Tuesday, December 8, 2015

Stethoscope

When I was a child I got sick a lot. Clinics were as familiar as my own home, and doctors were the miracle workers that made my hurt go away -but more importantly they explained it. They looked into my mouth, listened to my chest and tummy and knew things. Doctors made me feel better, simply by caring, smiling and placing a stethoscope on my skin.

From the very first memories I possess I was in love with a stethoscope -the truest representation of everything good in the world. I knew that I wanted to one day don a steth and spend my time and energy giving people more time and energy. I loved stethoscopes with a silent ferocity that I held at the very center of my heart.

As I grew older my love only grew. I sank my curiously hungry mind into reading all about that world I so desperately wanted to join. But one thing I never so much as approached was anything related to steths. I didn't look for their proper name, what they did or how they were used. I didn't ask my doctor to let me so much as touch his, and I even avoided the toy ones.

I loved them more than to approach them as a silly child with a crush would. I had an adult brain in my nowhere near adult body and I was too deeply in love to squander my first touch. I would not learn what I desperately wanted to learn until I earned it. When I knew enough medicine to truly understand I would seek this knowledge. When my papers said medical student I would touch and try it. I would marry my love when I was officially married to medicine.

Activity list:
(1) In the stethoscope piece, why did the writer avoid learning about stethoscopes or touching one while growing up? Answer in one to three sentences.
(2) Carry on the stethoscope piece from its last sentence.

Data provided:
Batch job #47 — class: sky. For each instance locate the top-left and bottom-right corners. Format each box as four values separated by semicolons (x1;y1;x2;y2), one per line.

Answers to this exercise:
(1) The writer loved stethoscopes too much to approach them the way a silly child with a crush would and did not want to waste that first touch. The knowledge had to be earned, so the writer planned to learn about stethoscopes only after knowing enough medicine to truly understand them, and to touch one only after becoming a medical student.

(2)
After three years of medical school I was asked to buy a steth. I touched it for the first time in a pharmacy, and tested its name on my tongue. Stethoscope. My stethoscope. I finally had one of my own and I finally understood everything about it. I was happy.

My stethoscope now lies hidden on a seldom used shelf in my closet. It's twisted and carries the weight of a hundred nick-knacks. It is not abused, it is hidden for its own good. It is hidden because it hurts too much to see it knowing I had let it down. My stethoscope deserves better than bitter tears from a heavy heart.

So I hide it, pretending that not seeing it makes me love it less, and want it with less force. I hide it and pretend I can't feel both our disappointments at it not being used to save the world.